Location annotation dataset records
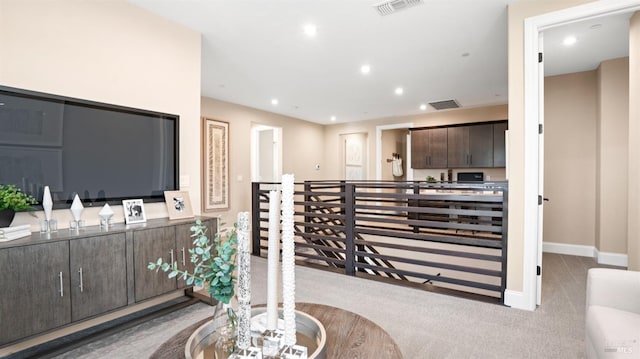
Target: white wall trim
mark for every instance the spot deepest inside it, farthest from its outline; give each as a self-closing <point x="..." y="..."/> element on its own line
<point x="612" y="259"/>
<point x="607" y="258"/>
<point x="570" y="249"/>
<point x="517" y="300"/>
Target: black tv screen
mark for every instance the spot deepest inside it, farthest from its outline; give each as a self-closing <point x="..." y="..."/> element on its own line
<point x="104" y="153"/>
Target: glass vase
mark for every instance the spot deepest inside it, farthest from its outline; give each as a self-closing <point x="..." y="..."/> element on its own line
<point x="226" y="333"/>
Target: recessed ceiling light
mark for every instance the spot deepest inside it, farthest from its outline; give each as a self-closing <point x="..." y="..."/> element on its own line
<point x="569" y="40"/>
<point x="310" y="30"/>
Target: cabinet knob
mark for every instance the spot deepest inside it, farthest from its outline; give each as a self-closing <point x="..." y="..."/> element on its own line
<point x="81" y="284"/>
<point x="61" y="285"/>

§ Set task: Copy all of the records above word for word, but leave out the picture lines.

§ Answer in full:
Target: white wall trim
mark for every instance the spot deepest inside it, farthest from its outline; give each as a self-closing <point x="..." y="..."/> element on its own line
<point x="612" y="259"/>
<point x="607" y="258"/>
<point x="570" y="249"/>
<point x="517" y="300"/>
Target: black tv screen
mark for every instance the spot deepest inside it, farthest from its outline; give each as a self-closing <point x="..." y="..."/> element on its own line
<point x="104" y="153"/>
Target: glass vase
mark for every instance the spot deepest inside it, farthest from its outline; give each as a self-closing <point x="..." y="..."/> element on its own line
<point x="226" y="333"/>
Target: recessed ceiling light
mark for every instance the spot deepest inside it, farthest from its outline; give each as a self-closing <point x="..." y="..."/> element on its own line
<point x="569" y="40"/>
<point x="310" y="30"/>
Target: cabinet knob
mark for every instance the spot deepest inside it, farthest from its outline; give each as a self-closing <point x="..." y="..."/> element on its own line
<point x="81" y="284"/>
<point x="61" y="285"/>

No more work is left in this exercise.